====== EXCERPT TO READ ======
In response, federal authorities intensified surveillance and intimidation: law enforcement agents from an unidentified agency were repeatedly seen parked outside his Ithaca residence; one individual, when confronted by staff from his former residence at Telluride House, displayed a law‑enforcement badge before leaving the private property.
Taal’s attorneys warned a federal judge that the government was preparing to detain him pre‑emptively and remove him to a distant jurisdiction, citing the precedent of other activists such as Mahmoud Khalil who had been seized in New York and transported to remote immigration prisons hundreds of miles away from their legal counsel.
Their fears were confirmed when the Justice Department informed them that Immigration and Customs Enforcement was “inviting” Taal to appear at an HSI office in Syracuse to be personally served with a Notice to Appear and to surrender to ICE custody.
Faced with the imminent threat of incarceration and deportation before his legal challenge could be heard, Taal made the difficult decision to leave the United States and return to Britain rather than walk into ICE custody. His departure was a tactical withdrawal forced on him by the state’s attempt to strip him of even the possibility of a legal defense.
====== INFORMATION SUPPLIED ======
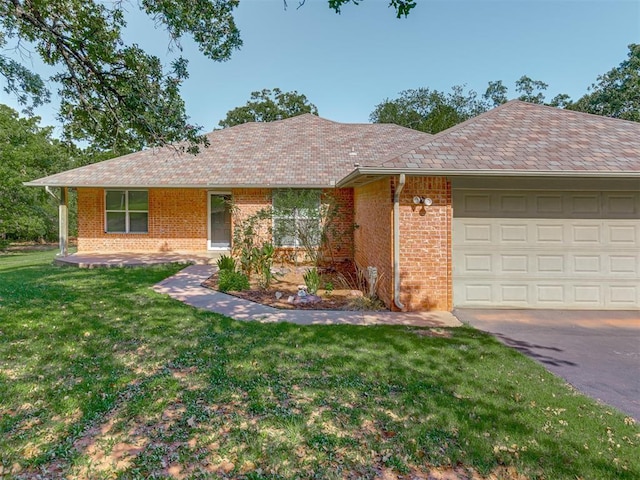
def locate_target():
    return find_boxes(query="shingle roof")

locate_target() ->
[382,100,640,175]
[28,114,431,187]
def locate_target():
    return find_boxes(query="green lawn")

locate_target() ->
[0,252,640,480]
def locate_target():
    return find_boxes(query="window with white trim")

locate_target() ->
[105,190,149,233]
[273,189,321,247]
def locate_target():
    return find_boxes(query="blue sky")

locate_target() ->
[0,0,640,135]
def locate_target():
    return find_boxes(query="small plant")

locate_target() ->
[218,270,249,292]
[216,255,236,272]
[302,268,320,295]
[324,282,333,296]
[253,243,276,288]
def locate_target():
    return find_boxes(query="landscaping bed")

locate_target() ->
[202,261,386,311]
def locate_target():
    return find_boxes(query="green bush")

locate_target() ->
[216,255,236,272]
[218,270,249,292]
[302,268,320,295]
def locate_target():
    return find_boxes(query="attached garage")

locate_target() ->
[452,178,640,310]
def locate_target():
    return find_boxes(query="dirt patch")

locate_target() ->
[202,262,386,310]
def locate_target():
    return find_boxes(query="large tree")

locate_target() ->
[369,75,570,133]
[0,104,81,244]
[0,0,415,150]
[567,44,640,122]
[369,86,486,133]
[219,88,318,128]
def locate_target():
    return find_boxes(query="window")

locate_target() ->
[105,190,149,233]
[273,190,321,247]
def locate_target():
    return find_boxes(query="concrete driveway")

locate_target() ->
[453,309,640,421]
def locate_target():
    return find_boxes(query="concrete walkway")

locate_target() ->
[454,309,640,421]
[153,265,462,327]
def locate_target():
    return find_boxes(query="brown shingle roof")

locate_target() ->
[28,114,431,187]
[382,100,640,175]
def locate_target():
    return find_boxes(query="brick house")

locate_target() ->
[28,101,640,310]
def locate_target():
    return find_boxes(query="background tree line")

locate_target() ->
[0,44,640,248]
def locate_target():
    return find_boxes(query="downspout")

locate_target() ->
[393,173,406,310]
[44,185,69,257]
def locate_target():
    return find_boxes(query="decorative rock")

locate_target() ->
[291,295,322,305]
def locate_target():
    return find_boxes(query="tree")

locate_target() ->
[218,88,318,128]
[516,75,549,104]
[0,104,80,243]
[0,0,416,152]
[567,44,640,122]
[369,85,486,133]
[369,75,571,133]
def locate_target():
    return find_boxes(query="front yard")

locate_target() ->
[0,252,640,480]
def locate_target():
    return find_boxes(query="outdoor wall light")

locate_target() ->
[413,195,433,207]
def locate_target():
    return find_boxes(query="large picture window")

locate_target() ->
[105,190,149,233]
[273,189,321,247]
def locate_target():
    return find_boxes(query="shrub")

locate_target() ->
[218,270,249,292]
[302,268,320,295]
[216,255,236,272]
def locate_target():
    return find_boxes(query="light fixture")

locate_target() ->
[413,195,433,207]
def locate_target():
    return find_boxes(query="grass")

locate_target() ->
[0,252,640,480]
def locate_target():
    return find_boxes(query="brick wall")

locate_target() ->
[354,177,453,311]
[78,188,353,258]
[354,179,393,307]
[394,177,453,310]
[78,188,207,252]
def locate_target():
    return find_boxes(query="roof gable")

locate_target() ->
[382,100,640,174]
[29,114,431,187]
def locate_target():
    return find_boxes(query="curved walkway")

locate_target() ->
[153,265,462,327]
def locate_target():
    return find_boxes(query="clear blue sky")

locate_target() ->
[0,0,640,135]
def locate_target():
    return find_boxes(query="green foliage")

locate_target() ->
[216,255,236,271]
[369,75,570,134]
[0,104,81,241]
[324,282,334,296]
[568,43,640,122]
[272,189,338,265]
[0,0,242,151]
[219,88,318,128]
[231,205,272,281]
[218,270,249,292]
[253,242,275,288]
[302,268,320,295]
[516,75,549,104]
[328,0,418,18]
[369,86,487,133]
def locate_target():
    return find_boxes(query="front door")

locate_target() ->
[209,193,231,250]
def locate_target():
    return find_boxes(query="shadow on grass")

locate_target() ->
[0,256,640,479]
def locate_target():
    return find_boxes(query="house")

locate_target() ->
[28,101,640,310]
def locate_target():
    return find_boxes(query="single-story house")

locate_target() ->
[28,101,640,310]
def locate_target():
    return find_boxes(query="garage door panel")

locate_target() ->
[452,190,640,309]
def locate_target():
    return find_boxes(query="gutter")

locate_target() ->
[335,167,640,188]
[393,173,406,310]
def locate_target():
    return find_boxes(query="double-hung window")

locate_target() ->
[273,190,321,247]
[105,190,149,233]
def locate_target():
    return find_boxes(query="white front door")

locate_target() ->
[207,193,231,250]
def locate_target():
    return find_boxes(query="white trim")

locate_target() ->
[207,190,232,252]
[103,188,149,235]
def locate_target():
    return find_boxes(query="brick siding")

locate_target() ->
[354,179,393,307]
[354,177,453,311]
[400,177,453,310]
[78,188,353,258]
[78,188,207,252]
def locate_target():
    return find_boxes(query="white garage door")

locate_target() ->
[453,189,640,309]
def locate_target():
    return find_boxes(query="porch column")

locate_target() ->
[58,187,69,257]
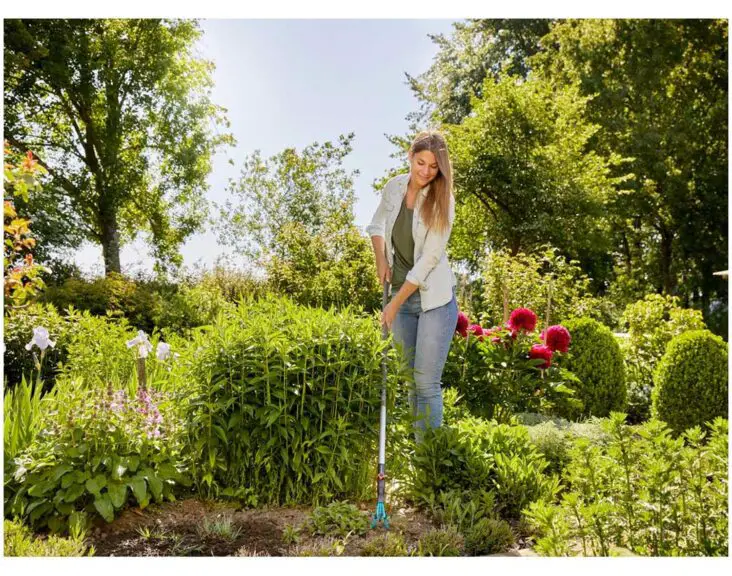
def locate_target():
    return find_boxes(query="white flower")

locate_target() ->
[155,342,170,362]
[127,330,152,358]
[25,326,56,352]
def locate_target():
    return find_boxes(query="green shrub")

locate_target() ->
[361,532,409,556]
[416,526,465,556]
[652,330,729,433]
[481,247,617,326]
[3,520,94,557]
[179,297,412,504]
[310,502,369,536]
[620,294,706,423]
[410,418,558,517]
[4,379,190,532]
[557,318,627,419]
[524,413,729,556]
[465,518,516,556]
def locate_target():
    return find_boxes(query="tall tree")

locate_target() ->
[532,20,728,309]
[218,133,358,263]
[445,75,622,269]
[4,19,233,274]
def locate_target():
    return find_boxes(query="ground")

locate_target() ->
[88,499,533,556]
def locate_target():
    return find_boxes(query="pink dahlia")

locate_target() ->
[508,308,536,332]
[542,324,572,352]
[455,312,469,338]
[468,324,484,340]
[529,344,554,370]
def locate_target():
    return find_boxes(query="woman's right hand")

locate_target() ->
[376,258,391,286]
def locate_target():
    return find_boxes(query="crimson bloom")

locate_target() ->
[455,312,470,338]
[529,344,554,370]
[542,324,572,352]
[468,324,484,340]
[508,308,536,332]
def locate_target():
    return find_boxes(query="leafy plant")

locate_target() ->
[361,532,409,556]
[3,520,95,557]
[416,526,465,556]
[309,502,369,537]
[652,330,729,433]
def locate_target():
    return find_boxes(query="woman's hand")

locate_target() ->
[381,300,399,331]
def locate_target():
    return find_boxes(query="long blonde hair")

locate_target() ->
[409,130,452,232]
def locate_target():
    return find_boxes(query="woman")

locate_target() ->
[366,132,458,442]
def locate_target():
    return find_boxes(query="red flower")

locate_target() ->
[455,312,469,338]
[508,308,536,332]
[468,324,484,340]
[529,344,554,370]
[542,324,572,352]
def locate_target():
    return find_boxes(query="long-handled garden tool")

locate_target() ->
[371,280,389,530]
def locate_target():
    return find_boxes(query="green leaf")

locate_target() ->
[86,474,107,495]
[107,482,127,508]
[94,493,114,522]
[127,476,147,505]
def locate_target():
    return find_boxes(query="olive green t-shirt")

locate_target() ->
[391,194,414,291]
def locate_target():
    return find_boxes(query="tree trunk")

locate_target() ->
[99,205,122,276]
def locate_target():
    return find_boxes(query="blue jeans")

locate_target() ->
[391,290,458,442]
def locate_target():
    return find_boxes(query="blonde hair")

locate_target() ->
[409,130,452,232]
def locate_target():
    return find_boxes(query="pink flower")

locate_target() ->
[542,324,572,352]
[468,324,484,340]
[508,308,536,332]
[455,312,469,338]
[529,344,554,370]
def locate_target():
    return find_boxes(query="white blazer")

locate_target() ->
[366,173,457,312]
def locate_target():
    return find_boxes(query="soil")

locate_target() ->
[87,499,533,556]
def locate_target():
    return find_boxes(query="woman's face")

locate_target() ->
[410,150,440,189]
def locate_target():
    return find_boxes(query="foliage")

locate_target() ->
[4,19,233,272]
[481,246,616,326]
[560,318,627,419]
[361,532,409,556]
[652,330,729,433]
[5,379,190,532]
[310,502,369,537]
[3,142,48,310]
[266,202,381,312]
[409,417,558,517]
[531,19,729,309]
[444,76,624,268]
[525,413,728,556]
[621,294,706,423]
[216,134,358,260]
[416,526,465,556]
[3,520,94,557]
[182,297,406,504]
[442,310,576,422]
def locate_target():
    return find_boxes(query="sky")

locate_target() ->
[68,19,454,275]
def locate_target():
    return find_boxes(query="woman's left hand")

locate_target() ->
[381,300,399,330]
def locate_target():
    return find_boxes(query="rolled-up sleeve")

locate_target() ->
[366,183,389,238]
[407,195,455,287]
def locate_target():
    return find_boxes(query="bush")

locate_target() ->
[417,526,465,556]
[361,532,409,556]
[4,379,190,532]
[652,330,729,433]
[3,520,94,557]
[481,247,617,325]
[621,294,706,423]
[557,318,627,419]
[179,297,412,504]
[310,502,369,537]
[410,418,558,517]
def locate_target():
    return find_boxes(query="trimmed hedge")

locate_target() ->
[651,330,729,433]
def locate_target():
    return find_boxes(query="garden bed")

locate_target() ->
======
## [WHAT TO PRODUCE]
List every geographic place name (city, state, or country) that appears in the passage about Taal's departure. Rely only on the passage about Taal for what follows, not on the entries.

## [OUTPUT FOR THIS TASK]
Ithaca, New York, Syracuse, United States, Britain